## THE TASK:
Format the records below as a two-column CSV with the header row "prompt,points". Give one row per record, holding its text and its answer, each in a single quoted field with line breaks replaced by spaces, and leave the pictures out.

# # # # # # #

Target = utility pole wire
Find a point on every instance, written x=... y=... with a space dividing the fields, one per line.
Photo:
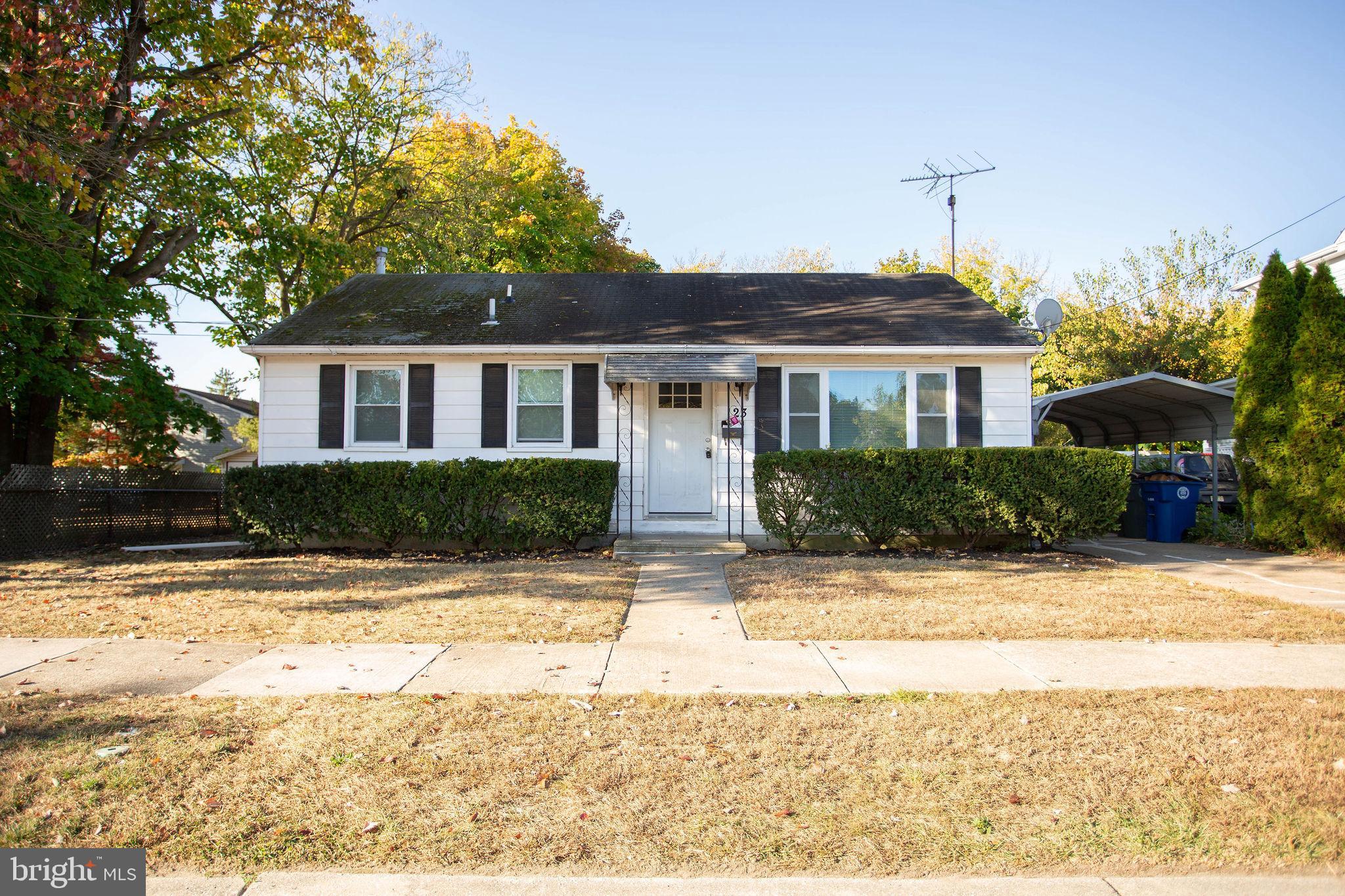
x=1208 y=265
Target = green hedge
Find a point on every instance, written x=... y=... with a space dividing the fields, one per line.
x=1047 y=494
x=510 y=503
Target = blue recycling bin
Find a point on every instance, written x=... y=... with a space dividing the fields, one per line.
x=1170 y=507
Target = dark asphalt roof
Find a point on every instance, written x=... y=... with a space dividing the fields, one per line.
x=244 y=405
x=650 y=309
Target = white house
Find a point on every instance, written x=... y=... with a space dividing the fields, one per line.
x=680 y=378
x=1331 y=255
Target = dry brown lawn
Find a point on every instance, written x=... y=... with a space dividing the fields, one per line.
x=1007 y=597
x=992 y=784
x=315 y=597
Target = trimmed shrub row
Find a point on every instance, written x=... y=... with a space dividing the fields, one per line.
x=879 y=495
x=510 y=503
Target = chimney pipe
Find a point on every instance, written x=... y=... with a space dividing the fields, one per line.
x=490 y=319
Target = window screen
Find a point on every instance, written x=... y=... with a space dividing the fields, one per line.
x=378 y=406
x=931 y=410
x=805 y=410
x=868 y=409
x=540 y=405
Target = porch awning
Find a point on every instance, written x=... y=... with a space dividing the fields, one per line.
x=1149 y=408
x=673 y=367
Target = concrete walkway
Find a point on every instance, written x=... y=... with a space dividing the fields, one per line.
x=340 y=884
x=1309 y=581
x=682 y=636
x=682 y=667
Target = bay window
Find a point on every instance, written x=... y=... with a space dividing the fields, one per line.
x=866 y=408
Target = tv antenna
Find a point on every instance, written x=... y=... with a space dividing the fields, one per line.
x=956 y=174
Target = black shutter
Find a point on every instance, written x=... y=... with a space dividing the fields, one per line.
x=584 y=410
x=768 y=410
x=969 y=406
x=331 y=406
x=494 y=405
x=420 y=410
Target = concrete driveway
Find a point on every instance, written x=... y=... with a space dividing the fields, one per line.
x=1320 y=584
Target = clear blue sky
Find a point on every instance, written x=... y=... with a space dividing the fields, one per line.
x=748 y=127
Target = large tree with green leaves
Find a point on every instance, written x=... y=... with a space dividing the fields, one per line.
x=1262 y=412
x=1164 y=308
x=109 y=110
x=366 y=152
x=1315 y=440
x=326 y=168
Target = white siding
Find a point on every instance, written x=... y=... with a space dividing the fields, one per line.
x=290 y=417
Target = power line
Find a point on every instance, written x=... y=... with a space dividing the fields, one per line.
x=106 y=320
x=1202 y=268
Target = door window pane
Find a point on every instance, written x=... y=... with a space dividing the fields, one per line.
x=378 y=413
x=868 y=409
x=931 y=410
x=540 y=406
x=686 y=395
x=805 y=412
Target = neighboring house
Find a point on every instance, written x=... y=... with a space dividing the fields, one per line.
x=1332 y=255
x=197 y=452
x=661 y=372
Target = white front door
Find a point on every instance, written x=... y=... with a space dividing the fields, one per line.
x=681 y=467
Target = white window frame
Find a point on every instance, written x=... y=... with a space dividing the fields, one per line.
x=351 y=445
x=825 y=398
x=567 y=409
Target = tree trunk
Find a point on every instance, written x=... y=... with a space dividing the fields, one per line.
x=6 y=437
x=39 y=444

# # # # # # #

## EXERCISE SOLUTION:
prompt,points
"Target = utility pole wire Find a point on every instance, written x=... y=... with a space dividing the fields, one per line. Photo:","x=1208 y=265"
"Target = green hedge Find a point on every instance, written x=... y=... with a space dividing the fields, one per line.","x=1047 y=494 x=510 y=503"
"Target = blue recycling bin Find a point on every instance, written x=... y=... with a space dividing the fields, one per line.","x=1170 y=507"
"Target = dark asphalt roof Find a point on every instance, written x=... y=... with a space dividing the fields, one per line.","x=244 y=405 x=650 y=309"
"Target = white house Find a point on every instance, written x=... y=... with a space dividing the fields, one per line.","x=680 y=378 x=1331 y=255"
"Target = dry brown lawn Find a point on every instance, written x=... y=... with a space dividing the fields, one per line.","x=1007 y=597 x=992 y=784 x=315 y=597"
"Target = trimmed shrub row Find a point on every instance, written x=... y=... with a space dividing the fields, one per line.","x=879 y=495 x=510 y=503"
"Target = chimney pipe Find a point on every instance, written x=... y=... with a space dividing the fields, one per line.","x=490 y=319"
"Target = window screen Find a point on every instance, written x=... y=... with a space dividing the fields, one per line.","x=378 y=406 x=931 y=410 x=805 y=410 x=868 y=409 x=540 y=405"
"Target = porch awning Find a point on every instance, written x=... y=... with a space dividing the fields, one per line.","x=1149 y=408 x=673 y=367"
"Target = concrete walkway Find a point on every instance, written x=... y=... with a space dividing the fields, one per line.","x=340 y=884 x=1309 y=581 x=682 y=636 x=682 y=667"
"Target = bay window Find a point on every instance, written x=... y=... with a space dividing the fields, one per line.","x=866 y=408"
"Target = tv antenna Find a point on every instance, written x=... y=... with a space dividing the fields, one per line.","x=956 y=174"
"Target = black shutter Find a point on every instance, written x=... y=... with a space dividing the fields, one per line.","x=584 y=410 x=768 y=410 x=969 y=406 x=331 y=406 x=494 y=405 x=420 y=410"
"Target = concrete driveway Find a point on every instance, written x=... y=... with a space dividing the fields, one per line.","x=1320 y=584"
"Target = clear blue sky Find a point on every instance, written x=... y=... with a space dividing the fields, one per line.","x=748 y=127"
"Target = large tree with green leaves Find a point on every instance, written x=... y=... with a space dividing the fields, one per line.","x=1262 y=412 x=1164 y=308 x=109 y=110 x=366 y=152 x=1315 y=440 x=326 y=168"
"Target = white siding Find a point on every instance, written x=... y=... with a space dividing the fields, one per line.","x=290 y=417"
"Target = power line Find a point on every instance, written x=... y=... with a space dividing the fields, one per line.","x=106 y=320 x=1202 y=268"
"Target = door window pane Find a point on every instance, written x=... y=... with a space dividing the fields, one per line.","x=378 y=413 x=868 y=409 x=931 y=410 x=540 y=406 x=686 y=395 x=805 y=412"
"Target = neighboring house Find a point on every instance, written x=... y=... with a space dividing the fields, one per line.","x=1332 y=255 x=197 y=452 x=661 y=372"
"Target = white front door Find a point on every instance, written x=... y=... with a space dividing the fields, one per line.","x=681 y=467"
"Target = white window frame Find a point on every instance, written x=... y=... with a space dividing the fields, one per line.","x=351 y=445 x=825 y=398 x=567 y=409"
"Target = tree trunk Find a point on every instance, written x=... y=... with a space dividing the fields, one per line.","x=6 y=437 x=39 y=444"